==== INPUT DATA ====

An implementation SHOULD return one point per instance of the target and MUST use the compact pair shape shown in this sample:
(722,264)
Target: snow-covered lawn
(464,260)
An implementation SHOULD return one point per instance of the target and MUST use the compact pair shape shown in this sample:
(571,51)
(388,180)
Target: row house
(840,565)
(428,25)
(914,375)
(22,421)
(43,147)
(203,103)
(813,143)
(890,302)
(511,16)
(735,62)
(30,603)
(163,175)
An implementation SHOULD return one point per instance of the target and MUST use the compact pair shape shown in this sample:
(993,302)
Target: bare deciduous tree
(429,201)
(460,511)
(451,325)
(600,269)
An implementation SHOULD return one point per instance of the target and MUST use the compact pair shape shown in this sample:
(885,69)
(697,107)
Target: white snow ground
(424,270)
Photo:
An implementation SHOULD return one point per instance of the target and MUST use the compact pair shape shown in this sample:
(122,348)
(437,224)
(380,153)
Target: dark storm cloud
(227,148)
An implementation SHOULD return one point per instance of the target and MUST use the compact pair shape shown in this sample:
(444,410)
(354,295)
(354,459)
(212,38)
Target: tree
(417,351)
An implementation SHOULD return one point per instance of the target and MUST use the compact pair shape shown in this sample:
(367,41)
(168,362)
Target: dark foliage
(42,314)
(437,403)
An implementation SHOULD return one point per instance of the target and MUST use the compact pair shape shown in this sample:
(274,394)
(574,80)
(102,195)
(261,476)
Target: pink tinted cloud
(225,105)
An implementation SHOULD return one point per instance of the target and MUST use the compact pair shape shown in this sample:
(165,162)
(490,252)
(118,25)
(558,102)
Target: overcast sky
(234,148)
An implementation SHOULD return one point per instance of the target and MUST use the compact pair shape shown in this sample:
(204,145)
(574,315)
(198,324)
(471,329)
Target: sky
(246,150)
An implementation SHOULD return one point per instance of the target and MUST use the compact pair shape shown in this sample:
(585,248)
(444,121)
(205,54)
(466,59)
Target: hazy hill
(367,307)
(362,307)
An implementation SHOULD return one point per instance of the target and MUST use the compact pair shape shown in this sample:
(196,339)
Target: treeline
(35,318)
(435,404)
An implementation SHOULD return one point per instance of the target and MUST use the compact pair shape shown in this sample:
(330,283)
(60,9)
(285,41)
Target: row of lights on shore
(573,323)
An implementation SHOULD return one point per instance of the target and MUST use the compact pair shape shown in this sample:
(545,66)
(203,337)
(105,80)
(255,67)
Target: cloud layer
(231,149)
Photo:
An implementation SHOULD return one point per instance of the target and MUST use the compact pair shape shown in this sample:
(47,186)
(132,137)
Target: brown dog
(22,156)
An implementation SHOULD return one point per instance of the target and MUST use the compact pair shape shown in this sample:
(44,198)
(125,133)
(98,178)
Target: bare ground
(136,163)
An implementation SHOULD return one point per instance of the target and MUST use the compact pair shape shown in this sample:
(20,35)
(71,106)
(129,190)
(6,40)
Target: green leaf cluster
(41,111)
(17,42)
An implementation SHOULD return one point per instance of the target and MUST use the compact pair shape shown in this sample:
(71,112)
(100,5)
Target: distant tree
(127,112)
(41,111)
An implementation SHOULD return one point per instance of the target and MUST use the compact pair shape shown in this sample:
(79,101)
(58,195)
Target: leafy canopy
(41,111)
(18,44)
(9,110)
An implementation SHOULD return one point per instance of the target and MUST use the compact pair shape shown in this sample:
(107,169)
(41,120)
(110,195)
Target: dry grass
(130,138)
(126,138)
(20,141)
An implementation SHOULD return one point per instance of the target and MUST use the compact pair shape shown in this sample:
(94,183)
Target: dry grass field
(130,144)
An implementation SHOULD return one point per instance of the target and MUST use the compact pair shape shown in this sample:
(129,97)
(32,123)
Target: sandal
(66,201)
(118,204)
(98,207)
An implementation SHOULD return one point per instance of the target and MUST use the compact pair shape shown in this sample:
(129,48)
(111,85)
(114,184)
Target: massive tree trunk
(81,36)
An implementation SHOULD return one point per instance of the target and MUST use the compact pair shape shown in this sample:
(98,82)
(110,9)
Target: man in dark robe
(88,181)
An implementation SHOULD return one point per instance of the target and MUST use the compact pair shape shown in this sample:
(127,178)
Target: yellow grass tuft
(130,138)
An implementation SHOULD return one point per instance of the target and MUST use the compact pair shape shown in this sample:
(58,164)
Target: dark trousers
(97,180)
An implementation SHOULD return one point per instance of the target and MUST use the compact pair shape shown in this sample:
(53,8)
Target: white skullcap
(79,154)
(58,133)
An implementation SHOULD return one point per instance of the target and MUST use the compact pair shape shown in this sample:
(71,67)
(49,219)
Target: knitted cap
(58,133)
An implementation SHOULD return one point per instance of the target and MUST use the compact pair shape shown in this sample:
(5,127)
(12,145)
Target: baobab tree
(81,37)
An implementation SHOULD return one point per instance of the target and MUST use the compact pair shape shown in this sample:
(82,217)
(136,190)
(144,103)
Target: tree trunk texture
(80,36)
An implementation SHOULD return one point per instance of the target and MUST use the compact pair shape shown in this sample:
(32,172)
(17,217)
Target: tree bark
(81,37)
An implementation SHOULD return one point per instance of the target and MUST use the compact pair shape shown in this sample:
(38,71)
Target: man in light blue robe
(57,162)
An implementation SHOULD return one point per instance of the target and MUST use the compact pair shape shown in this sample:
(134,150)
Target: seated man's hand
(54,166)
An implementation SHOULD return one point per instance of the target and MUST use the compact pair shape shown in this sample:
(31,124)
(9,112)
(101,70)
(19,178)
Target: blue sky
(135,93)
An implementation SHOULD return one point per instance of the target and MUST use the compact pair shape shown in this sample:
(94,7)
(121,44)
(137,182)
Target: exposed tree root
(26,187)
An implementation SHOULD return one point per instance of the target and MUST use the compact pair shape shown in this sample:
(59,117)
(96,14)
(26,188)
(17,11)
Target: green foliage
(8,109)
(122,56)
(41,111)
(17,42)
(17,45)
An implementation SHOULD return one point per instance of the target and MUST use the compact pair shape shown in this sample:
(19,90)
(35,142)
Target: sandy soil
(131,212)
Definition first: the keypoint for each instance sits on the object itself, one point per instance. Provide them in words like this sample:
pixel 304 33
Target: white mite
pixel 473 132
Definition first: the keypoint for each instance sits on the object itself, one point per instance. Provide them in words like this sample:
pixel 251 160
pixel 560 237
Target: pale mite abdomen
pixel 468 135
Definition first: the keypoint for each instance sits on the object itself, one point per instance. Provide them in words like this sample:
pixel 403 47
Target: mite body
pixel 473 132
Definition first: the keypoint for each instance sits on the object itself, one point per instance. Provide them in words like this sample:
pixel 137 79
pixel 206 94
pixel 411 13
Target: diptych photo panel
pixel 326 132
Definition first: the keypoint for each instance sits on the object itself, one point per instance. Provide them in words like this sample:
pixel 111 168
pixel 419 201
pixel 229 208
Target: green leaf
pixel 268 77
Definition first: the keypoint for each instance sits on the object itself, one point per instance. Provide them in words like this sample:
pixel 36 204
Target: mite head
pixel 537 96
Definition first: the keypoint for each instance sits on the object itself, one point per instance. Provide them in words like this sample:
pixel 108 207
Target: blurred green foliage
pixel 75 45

====

[WORK TO BE COMPLETED]
Could you transcribe every entry exactly, without altering anything?

[RESULT FOR THIS EXERCISE]
An implementation SHOULD return one point per instance of the target and MUST use the compact pair shape shown in this sample:
(722,264)
Target: snow-covered lawn
(464,260)
An implementation SHOULD return one point per instance of the target and MUST use the compact pair shape shown in this sample:
(571,51)
(388,180)
Target: row house
(840,565)
(428,25)
(914,375)
(22,421)
(43,147)
(203,103)
(813,143)
(890,302)
(511,16)
(735,62)
(30,603)
(163,175)
An implementation SHOULD return one point per instance of the target and MUST use the compact pair shape shown in this sample:
(993,302)
Target: bare deciduous tree
(429,201)
(460,511)
(451,325)
(600,269)
An implementation SHOULD return one point per instance of the target and MUST use the compact pair shape shown in this sample:
(885,69)
(697,107)
Target: white snow ground
(424,270)
Photo:
An implementation SHOULD return one point per instance of the target and MUST use the compact pair shape shown in this sample:
(122,348)
(437,224)
(380,153)
Target: dark storm cloud
(227,148)
An implementation SHOULD return one point per instance of the target and MUST use the compact pair shape shown in this sample:
(444,410)
(354,295)
(354,459)
(212,38)
Target: tree
(417,351)
An implementation SHOULD return one point per instance of the target and MUST use the compact pair shape shown in this sample:
(367,41)
(168,362)
Target: dark foliage
(42,314)
(437,403)
An implementation SHOULD return one point per instance of the target and MUST use the compact pair shape shown in this sample:
(274,394)
(574,80)
(102,195)
(261,476)
Target: pink tinted cloud
(225,105)
An implementation SHOULD return one point per instance of the target and MUST use the compact pair shape shown in this sample:
(165,162)
(490,252)
(118,25)
(558,102)
Target: overcast sky
(234,148)
An implementation SHOULD return one point per instance of the target and MUST use the compact pair shape shown in this sample:
(204,145)
(574,315)
(198,324)
(471,329)
Target: sky
(246,150)
An implementation SHOULD return one point per instance of the target and MUST use the compact pair shape shown in this sample:
(585,248)
(444,121)
(205,54)
(466,59)
Target: hazy hill
(367,307)
(362,307)
An implementation SHOULD return one point per instance of the target and MUST use the compact pair shape shown in this sample:
(196,339)
Target: treeline
(35,318)
(435,404)
An implementation SHOULD return one point per instance of the target and MUST use the compact pair shape shown in this sample:
(330,283)
(60,9)
(285,41)
Target: row of lights on shore
(573,323)
An implementation SHOULD return one point per instance of the target and MUST use the compact pair shape shown in this sample:
(545,66)
(203,337)
(105,80)
(255,67)
Target: cloud layer
(231,149)
Photo:
An implementation SHOULD return one point per instance of the target and MUST use the compact pair shape shown in this sample:
(47,186)
(132,137)
Target: brown dog
(22,156)
An implementation SHOULD return one point per instance of the target and MUST use the compact pair shape shown in this sample:
(44,198)
(125,133)
(98,178)
Target: bare ground
(136,163)
An implementation SHOULD return one point per instance of the target and MUST use the compact pair shape shown in this sample:
(20,35)
(71,106)
(129,190)
(6,40)
Target: green leaf cluster
(41,111)
(17,42)
An implementation SHOULD return one point per instance of the target and MUST use the compact pair shape shown in this sample:
(71,112)
(100,5)
Target: distant tree
(127,112)
(41,111)
An implementation SHOULD return one point per instance of the target and MUST use the compact pair shape shown in this sample:
(79,101)
(58,195)
Target: leafy canopy
(41,111)
(18,44)
(9,110)
An implementation SHOULD return one point per instance of the target and MUST use the compact pair shape shown in this sample:
(107,169)
(41,120)
(110,195)
Target: dry grass
(130,138)
(126,138)
(20,141)
An implementation SHOULD return one point per instance of the target and MUST use the compact pair shape shown in this sample:
(94,183)
Target: dry grass field
(130,144)
An implementation SHOULD return one point per instance of the target and MUST use the compact pair shape shown in this sample:
(129,97)
(32,123)
Target: sandal
(66,201)
(118,204)
(98,207)
An implementation SHOULD return one point per instance of the target and MUST use the compact pair shape shown in this sample:
(129,48)
(111,85)
(114,184)
Target: massive tree trunk
(81,36)
An implementation SHOULD return one point per instance of the target and MUST use the compact pair shape shown in this sample:
(98,82)
(110,9)
Target: man in dark robe
(88,181)
An implementation SHOULD return one point per instance of the target and MUST use the compact pair shape shown in this sample:
(127,178)
Target: yellow grass tuft
(130,138)
An implementation SHOULD return one point per instance of the target and MUST use the compact pair shape shown in this sample:
(58,164)
Target: dark trousers
(97,180)
An implementation SHOULD return one point per instance of the target and MUST use the compact pair shape shown in this sample:
(53,8)
Target: white skullcap
(79,154)
(58,133)
An implementation SHOULD return one point per instance of the target and MUST use the compact pair shape shown in this sample:
(71,67)
(49,219)
Target: knitted cap
(58,133)
An implementation SHOULD return one point per instance of the target and MUST use the compact pair shape shown in this sample:
(5,127)
(12,145)
Target: baobab tree
(81,37)
An implementation SHOULD return one point per instance of the target and MUST use the compact pair shape shown in this sample:
(82,217)
(136,190)
(144,103)
Target: tree trunk texture
(80,36)
An implementation SHOULD return one point per instance of the target and MUST use the compact pair shape shown in this sample:
(32,172)
(17,217)
Target: tree bark
(81,37)
An implementation SHOULD return one point per instance of the target and MUST use the compact pair shape shown in this sample:
(38,71)
Target: man in light blue robe
(57,162)
An implementation SHOULD return one point per instance of the target and MUST use the compact pair shape shown in this sample:
(134,150)
Target: seated man's hand
(54,166)
An implementation SHOULD return one point per instance of the target and MUST use the compact pair shape shown in this sample:
(31,124)
(9,112)
(101,70)
(19,178)
Target: blue sky
(135,93)
An implementation SHOULD return one point per instance of the target and MUST use the compact pair shape shown in this sample:
(94,7)
(121,44)
(137,182)
Target: exposed tree root
(26,187)
An implementation SHOULD return one point per instance of the target and MUST use the compact pair shape shown in this sample:
(59,117)
(96,14)
(26,188)
(17,11)
Target: green foliage
(8,109)
(122,56)
(41,111)
(17,42)
(17,45)
An implementation SHOULD return one point per instance of the target and MUST use the compact pair shape shown in this sample:
(19,90)
(35,142)
Target: sandy soil
(131,212)
Definition first: the keypoint for each instance sits on the object itself, one point per instance. Provide them in words like this sample:
pixel 304 33
Target: white mite
pixel 473 132
Definition first: the keypoint for each instance sits on the object itself, one point per instance. Provide them in words like this sample:
pixel 251 160
pixel 560 237
Target: pale mite abdomen
pixel 468 135
Definition first: the keypoint for each instance sits on the object itself, one point per instance. Provide them in words like this sample:
pixel 403 47
Target: mite body
pixel 473 132
Definition first: the keypoint for each instance sits on the object itself, one point per instance. Provide them in words like this sample:
pixel 137 79
pixel 206 94
pixel 411 13
Target: diptych photo panel
pixel 326 132
Definition first: the keypoint for each instance sits on the object itself, one point per instance. Provide them in words like this sample:
pixel 111 168
pixel 419 201
pixel 229 208
Target: green leaf
pixel 268 77
Definition first: the keypoint for each instance sits on the object itself, one point per instance. Provide them in words like this sample:
pixel 36 204
Target: mite head
pixel 537 96
Definition first: the keypoint for each instance sits on the object itself, one point per instance. Provide them in words like this sample:
pixel 108 207
Target: blurred green foliage
pixel 75 45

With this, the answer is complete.